▶ [Tarefas escritas]
a – No texto sobre Vila Viçosa, explica porque é que quem conta a história se calou depois de pôr o sorriso amarelo. Responde em uma a três frases.
b – Prossegue o texto sobre Vila Viçosa a partir do ponto em que termina.
══ Excerto do texto
Ser do campo
Em
conversa outro dia com um conhecido, e porque Vila Viçosa é um tema mais do que
recorrente nas minhas histórias, fui confrontado com uma afirmação que não
sendo inédita me deixa sempre com uma certa irritação cutânea:
-
Eu não sei onde é Vila Viçosa e nunca lá fui.
Vestindo-me
eu de toda a boa vontade para começar a passar-lhe algumas coordenadas, quase
nem pude abrir a boca porque fui desde logo atacado com nova bomba:
-
Sabes, nós os que nascemos em Lisboa não sentimos grande necessidade e estímulo
para conhecer outras coisas.
Uau!
Não
conhecesse eu Lisboetas inteligentes (felizmente, a grandíssima maioria) e
poderia assumir que este “terreirodopacismo” e esta adoração umbilical seriam
norma, o que de todo não é.
Mas
pelo menos encontrei aquele “gajo” que inspira os ódios contra a capital.
Pus
aquele sorriso amarelo que é ponto final, parágrafo, e calei-me, que isto de
conversar com gente sem cérebro é um verdadeiro desperdício, de tempo e de
palavras, não sem antes lhe responder:
-
Pois… mas eu sou do campo.
Olhou
para mim com um ar estranho como que colando-me o rótulo de tolo neste
assumir-me como “do campo”, algo que ele só conhece associado às melhores
galinhas que lhe vendem no Pingo Doce para fazer a canja.
Talvez
ele possa um dia ler este texto…
Quando
frequentei a escola primária em Vila Viçosa, algures entre 1972 e 76 e com
direito a uma revolução pelo meio, para além da sala de aula nas instalações da
escola do Carrascal, sempre que o tempo o permitia, dispúnhamos do depósito das
águas, a chamada Varandinha dos Namorados situada no alto de São Bento, para
onde muitas vezes o professor nos levava.
À
escala de criança e desde ali, o ponto mais elevado da minha terra e de onde é
possível avistar terra do nosso concelho mas também de Elvas, Borba, Alandroal
e até terras de Espanha, além Guadiana, aprendi a apreciar a extraordinária
dimensão do universo, alimentando em mim essa vontade que nos faz ganhar asas
para galgar horizontes porque como dizia o professor, para lá do que a nossa
vista alcança há sempre mais terra e mais gente com quem iremos aprender coisas
novas que nos farão crescer.
════
══ Entradas
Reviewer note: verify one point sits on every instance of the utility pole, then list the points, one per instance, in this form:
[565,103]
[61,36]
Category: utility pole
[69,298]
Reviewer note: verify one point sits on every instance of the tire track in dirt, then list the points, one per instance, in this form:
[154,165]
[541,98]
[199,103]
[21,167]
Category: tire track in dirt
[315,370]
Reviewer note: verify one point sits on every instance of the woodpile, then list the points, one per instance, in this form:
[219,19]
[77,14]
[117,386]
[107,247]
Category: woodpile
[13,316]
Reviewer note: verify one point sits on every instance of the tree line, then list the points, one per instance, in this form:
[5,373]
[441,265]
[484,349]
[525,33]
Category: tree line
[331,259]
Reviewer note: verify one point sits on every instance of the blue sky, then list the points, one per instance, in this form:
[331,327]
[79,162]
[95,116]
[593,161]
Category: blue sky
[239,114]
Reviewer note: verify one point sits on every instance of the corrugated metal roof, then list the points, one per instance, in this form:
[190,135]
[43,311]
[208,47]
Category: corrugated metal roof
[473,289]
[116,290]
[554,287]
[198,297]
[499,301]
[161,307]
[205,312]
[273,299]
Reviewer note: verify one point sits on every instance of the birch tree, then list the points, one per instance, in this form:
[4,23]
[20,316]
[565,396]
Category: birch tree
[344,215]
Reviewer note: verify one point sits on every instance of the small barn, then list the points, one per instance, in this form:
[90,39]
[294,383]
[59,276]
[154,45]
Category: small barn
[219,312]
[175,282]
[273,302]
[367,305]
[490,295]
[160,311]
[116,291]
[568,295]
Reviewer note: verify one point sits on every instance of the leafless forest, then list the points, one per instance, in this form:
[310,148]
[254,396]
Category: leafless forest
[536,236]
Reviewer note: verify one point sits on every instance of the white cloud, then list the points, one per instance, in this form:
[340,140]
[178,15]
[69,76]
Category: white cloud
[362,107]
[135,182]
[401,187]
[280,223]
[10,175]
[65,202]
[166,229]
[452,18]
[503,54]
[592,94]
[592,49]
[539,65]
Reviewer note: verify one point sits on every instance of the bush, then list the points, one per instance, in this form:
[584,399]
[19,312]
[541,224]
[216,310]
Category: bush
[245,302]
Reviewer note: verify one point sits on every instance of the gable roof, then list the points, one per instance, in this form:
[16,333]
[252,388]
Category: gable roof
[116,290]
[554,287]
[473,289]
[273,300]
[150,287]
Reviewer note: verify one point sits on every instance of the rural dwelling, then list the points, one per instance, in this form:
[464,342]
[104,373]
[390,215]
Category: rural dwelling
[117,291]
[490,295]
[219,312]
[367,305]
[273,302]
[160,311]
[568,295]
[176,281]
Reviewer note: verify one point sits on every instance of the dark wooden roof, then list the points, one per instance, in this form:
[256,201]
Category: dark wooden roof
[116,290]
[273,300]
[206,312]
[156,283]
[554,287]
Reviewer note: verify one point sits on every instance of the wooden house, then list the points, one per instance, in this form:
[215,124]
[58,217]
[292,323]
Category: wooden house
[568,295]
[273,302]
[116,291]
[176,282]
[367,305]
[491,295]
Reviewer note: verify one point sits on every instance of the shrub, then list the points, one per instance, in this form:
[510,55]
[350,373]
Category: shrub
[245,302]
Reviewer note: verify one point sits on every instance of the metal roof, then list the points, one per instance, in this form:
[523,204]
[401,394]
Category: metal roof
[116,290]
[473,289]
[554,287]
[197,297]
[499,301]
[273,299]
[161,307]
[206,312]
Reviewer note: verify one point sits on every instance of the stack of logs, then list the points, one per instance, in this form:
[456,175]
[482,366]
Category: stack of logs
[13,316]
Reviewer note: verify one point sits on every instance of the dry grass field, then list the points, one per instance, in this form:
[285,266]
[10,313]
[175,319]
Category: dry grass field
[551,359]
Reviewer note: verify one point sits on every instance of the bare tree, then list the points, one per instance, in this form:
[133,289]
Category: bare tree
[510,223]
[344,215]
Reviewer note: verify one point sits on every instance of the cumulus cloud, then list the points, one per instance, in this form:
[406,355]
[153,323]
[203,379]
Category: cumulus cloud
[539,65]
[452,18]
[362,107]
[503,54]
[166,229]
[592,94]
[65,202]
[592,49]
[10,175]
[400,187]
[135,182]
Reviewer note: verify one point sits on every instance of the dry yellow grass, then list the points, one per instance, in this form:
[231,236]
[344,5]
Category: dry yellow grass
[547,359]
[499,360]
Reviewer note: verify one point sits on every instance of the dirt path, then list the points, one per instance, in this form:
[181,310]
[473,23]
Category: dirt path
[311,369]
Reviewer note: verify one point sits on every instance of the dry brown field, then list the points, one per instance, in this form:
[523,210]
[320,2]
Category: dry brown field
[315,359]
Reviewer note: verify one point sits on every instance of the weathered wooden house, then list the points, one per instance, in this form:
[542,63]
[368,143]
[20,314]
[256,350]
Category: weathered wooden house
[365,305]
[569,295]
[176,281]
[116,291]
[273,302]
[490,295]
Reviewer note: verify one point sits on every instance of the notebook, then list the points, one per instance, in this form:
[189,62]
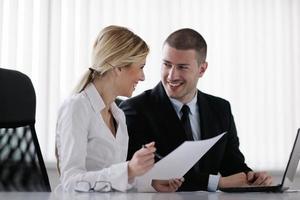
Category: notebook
[288,176]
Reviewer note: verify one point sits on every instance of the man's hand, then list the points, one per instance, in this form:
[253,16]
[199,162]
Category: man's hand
[235,180]
[142,161]
[259,178]
[171,185]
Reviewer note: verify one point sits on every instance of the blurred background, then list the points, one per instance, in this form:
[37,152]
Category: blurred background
[253,57]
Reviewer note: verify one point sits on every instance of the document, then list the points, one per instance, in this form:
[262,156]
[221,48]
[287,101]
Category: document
[177,163]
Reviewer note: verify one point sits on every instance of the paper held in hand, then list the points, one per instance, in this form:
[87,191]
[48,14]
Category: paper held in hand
[177,163]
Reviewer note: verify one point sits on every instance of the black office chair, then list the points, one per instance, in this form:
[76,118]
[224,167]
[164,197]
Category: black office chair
[21,163]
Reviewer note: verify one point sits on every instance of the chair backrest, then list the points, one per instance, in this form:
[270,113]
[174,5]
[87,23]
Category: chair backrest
[21,163]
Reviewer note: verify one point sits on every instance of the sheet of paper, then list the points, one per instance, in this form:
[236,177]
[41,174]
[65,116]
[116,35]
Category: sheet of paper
[177,163]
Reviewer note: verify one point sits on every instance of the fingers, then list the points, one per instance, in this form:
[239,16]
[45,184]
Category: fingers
[262,178]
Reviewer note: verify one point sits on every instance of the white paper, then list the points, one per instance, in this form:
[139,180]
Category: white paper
[177,163]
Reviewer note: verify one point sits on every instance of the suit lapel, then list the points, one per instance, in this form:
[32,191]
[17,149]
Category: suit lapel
[207,120]
[168,116]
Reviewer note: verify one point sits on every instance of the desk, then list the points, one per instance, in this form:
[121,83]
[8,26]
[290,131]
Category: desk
[149,196]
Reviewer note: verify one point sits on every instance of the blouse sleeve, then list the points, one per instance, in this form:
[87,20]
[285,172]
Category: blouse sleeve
[72,136]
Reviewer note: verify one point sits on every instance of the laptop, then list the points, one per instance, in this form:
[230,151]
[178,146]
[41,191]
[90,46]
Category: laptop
[287,179]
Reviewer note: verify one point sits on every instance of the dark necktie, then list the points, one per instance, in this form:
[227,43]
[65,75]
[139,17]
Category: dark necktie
[185,120]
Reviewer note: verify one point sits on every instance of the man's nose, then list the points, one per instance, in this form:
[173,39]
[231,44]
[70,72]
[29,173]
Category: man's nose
[172,73]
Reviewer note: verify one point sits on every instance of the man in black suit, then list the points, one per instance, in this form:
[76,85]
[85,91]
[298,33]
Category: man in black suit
[158,115]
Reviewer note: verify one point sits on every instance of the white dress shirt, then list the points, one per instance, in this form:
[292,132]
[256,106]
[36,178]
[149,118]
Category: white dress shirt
[90,157]
[195,125]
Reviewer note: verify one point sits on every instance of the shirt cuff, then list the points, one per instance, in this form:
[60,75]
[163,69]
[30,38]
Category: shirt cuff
[213,182]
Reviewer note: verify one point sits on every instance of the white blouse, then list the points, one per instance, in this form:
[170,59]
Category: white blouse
[90,157]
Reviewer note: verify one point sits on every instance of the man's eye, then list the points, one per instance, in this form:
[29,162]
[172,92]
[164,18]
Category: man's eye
[168,65]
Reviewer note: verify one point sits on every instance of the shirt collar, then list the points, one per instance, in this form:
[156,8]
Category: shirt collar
[178,105]
[97,101]
[94,97]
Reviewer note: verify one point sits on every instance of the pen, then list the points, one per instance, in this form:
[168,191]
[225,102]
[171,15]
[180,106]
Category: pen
[155,154]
════
▶ [Respostas por ordem]
a – Calou-se porque considerava que conversar com gente sem cérebro era um verdadeiro desperdício de tempo e de palavras. Mesmo assim, antes de se calar, respondeu que era do campo.

b –
Primeira
vantagem do campo: mais céu e maiores horizontes, muito para lá da egocêntrica
fixação com o próprio umbigo entre os prédios das avenidas novas… ou velhas da
cidade.
E
por entre os aromas do campo que sublinham as estações que o calendário nos vai
trazendo, na companhia dos amigos que ficaram para sempre, aprendi… a voar, que
é isso que faz quem não se demite de sonhar.
Regresso
muitas vezes a este miradouro que tem agora uma “varandinha” gémea ao seu lado,
respiro os aromas do campo e certifico-me que à escala de hoje, tudo é muito
mais pequeno. Mas isso não beliscou jamais a minha disponibilidade para sonhar
e a vontade para ir mais além.
Pudesse
eu ter dúvidas (que em absoluto não tenho) de que pertenço a esta terra e sou
do campo, que estes momentos viriam em auxílio de me acrescentar a certeza.
E
ser do campo é isto e é todo o contrário do meu conhecido de Campo… de Ourique,
ser do campo é ser cúmplice da terra e sonhar com uma ambição à dimensão infinita
da escala do universo.
Para
terminar sempre digo que ser “do campo” é verdadeiramente um estado de
espírito, muito mais do que uma consequência do sítio onde se nasceu. Afinal,
como na grande maioria das coisas da vida, podendo sofrer as influências de
tudo e mais alguma coisa, a última palavra do que somos, é sempre nossa,
pertence-nos.
E
neste caso é apenas uma questão de querer ser “simples” para poder ser muito maior.
E tolos? Há em todo o lado.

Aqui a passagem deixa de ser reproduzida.